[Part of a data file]
- - - -

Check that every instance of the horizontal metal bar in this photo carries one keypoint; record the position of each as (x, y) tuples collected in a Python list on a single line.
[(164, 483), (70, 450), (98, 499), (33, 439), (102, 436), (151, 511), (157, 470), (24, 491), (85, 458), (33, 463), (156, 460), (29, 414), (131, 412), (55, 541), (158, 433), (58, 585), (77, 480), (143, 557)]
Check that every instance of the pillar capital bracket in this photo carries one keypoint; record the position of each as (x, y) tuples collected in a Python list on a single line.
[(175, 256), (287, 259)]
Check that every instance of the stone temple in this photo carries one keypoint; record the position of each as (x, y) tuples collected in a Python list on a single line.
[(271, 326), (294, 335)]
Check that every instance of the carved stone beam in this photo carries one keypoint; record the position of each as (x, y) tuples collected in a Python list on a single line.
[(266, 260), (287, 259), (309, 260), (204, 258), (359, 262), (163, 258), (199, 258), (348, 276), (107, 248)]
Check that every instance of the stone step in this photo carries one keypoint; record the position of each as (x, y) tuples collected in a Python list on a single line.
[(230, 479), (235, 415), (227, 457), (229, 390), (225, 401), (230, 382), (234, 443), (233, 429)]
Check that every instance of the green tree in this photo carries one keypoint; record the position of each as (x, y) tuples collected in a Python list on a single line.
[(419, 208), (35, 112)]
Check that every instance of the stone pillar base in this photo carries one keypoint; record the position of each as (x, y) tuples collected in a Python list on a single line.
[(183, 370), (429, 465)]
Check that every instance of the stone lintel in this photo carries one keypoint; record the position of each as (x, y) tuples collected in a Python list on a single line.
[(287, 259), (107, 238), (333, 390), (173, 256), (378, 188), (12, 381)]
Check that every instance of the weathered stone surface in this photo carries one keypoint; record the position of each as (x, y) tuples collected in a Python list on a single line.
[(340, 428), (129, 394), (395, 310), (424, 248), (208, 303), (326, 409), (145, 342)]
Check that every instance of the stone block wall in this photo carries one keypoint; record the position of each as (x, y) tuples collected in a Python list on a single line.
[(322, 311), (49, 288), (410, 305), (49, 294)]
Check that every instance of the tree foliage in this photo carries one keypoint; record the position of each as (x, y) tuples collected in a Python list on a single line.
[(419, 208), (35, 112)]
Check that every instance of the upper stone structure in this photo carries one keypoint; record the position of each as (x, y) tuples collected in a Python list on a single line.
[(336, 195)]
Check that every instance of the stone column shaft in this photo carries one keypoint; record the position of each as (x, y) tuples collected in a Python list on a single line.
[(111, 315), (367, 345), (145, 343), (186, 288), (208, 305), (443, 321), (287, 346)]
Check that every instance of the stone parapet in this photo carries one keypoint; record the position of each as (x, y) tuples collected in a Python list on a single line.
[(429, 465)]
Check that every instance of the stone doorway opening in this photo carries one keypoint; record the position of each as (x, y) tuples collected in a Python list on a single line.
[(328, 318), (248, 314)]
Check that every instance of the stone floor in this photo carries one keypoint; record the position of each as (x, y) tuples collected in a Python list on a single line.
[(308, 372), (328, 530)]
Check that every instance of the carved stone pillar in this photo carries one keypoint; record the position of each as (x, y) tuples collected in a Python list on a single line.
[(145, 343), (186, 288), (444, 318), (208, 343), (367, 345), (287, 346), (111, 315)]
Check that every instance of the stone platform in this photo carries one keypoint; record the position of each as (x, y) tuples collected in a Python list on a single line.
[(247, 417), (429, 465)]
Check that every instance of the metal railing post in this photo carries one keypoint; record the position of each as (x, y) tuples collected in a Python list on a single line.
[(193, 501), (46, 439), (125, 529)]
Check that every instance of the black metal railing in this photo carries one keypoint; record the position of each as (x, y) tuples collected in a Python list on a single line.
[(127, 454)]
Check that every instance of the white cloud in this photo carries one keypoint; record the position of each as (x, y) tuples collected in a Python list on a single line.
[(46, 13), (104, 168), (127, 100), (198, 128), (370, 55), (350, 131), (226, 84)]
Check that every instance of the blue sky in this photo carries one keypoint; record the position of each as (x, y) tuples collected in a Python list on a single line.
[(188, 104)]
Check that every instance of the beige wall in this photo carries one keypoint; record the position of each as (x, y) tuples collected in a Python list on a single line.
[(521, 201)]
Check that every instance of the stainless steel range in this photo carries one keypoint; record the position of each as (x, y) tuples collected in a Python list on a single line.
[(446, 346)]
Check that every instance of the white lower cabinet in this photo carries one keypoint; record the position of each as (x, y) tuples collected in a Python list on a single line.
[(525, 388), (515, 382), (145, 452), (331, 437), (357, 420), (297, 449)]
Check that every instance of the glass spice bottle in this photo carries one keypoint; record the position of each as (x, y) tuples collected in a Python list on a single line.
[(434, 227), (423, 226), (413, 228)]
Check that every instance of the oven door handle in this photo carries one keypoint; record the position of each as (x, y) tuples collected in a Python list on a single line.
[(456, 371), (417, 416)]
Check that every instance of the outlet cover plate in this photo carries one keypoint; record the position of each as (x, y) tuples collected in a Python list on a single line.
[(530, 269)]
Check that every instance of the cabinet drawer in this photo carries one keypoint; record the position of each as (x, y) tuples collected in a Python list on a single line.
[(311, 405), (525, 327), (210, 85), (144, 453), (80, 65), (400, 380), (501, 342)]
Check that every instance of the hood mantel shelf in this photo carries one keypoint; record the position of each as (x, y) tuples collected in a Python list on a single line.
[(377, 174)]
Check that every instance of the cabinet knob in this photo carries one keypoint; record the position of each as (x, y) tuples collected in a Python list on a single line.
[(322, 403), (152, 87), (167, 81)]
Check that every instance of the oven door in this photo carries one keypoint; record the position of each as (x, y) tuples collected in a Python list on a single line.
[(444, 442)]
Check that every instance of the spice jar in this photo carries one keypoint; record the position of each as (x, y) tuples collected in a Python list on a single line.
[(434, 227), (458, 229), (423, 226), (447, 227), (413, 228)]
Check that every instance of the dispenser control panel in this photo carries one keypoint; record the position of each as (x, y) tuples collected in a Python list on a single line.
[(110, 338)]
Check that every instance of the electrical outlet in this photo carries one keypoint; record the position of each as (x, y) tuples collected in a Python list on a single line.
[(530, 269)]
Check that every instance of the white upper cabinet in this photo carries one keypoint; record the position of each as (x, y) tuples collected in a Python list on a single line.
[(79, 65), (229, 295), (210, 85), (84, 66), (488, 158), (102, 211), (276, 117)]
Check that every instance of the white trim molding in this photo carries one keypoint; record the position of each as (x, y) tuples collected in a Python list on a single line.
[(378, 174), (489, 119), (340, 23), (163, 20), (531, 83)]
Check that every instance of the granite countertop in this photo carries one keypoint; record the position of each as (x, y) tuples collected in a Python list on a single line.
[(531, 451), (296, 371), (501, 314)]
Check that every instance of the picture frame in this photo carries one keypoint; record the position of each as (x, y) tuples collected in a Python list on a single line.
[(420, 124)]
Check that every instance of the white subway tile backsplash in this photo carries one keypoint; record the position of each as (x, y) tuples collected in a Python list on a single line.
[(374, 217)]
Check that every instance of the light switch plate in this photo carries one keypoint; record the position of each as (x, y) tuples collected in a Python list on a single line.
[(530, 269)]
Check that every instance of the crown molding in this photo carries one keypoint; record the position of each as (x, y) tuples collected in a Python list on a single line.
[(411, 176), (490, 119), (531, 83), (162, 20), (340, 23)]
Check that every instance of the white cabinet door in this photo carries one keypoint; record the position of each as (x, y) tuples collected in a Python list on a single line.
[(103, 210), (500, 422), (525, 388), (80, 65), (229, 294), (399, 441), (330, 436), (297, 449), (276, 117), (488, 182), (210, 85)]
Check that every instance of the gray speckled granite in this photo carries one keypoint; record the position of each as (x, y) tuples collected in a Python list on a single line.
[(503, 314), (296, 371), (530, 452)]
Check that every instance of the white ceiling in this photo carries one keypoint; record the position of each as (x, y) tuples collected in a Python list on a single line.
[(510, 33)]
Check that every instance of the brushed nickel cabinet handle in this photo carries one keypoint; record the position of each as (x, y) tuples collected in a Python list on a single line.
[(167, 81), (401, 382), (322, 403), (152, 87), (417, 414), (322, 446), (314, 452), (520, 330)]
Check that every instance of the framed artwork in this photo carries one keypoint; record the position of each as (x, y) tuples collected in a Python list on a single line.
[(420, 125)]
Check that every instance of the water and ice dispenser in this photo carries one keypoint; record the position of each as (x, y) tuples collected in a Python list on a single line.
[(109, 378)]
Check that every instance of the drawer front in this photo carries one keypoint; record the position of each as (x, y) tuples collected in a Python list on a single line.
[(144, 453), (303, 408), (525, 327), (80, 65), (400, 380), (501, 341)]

- - - -

# Required work
Reproduce the entries starting with the line containing "Check that every instance of the stone floor" and going on through the line containing "[(188, 104)]", changing every "keypoint" to "marker" and leaving all else intact.

# Result of this task
Check that every instance of the stone floor in this photo carries one marker; record the position of each as (x, y) tuples collected in a Python list on a single line.
[(308, 372), (328, 530)]
Check that every instance of the carved stone pillar in this photo carries one marker; record the position of each as (x, y) tuples collected in a Python list on a single line.
[(145, 343), (186, 288), (444, 318), (208, 343), (367, 345), (287, 346), (111, 315)]
Check that every instance of the stone platform in this photo carries one marker; record the position of each as (x, y) tuples collected in a Python list on a single line.
[(247, 417), (429, 465)]
Check that every instance of the metal railing post in this photo carries one marker; record the position of each as (x, y) tuples collected in a Python list on a single line.
[(193, 501), (46, 439), (125, 529)]
Check that every instance of the black metal railing in this photo carries one marker; record the position of each as (x, y) tuples collected in a Python list on a single line.
[(127, 454)]
Check that every instance of the white cloud in this photo carries one marker; record the position of each as (x, y) tuples collected in a Python list on a single line.
[(46, 13), (104, 168), (127, 100), (198, 128), (370, 55), (350, 131), (226, 84)]
Check that every instance of the blue sky in this photo carries one marker; record the position of each as (x, y) tuples collected in a Python list on a single line.
[(188, 104)]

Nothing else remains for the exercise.